[Task inputs]
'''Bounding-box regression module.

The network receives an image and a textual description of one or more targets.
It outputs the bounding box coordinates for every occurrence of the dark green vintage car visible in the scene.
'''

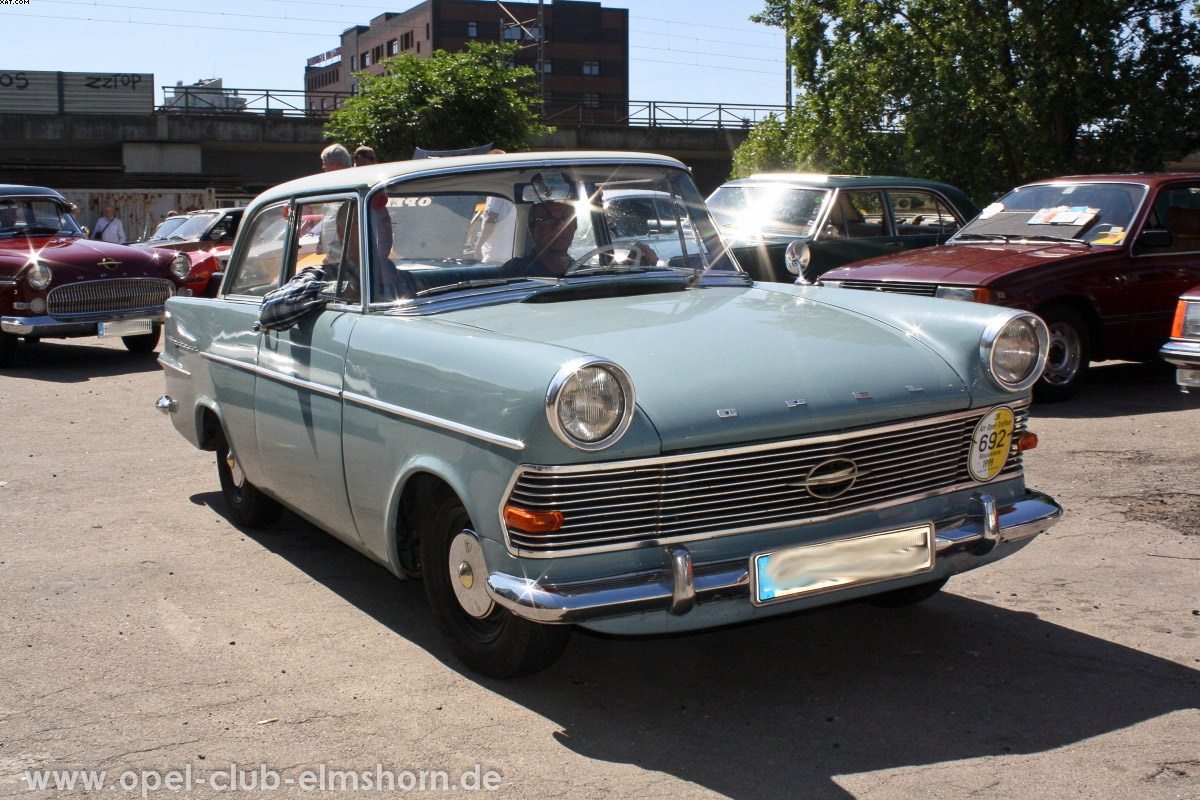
[708,173,979,283]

[Problem to solve] Lay out the listing above as a JSON list of strings, one string per line. Leave out blank lines and the picture.

[In response]
[
  "'''Bounding-box regression module.",
  "The network receives an image and a textual description of one or more targets.",
  "It outputs the bounding box coordinates for every occurrence of the dark green vintage car visible in the scene.",
  "'''",
  "[708,173,979,283]"
]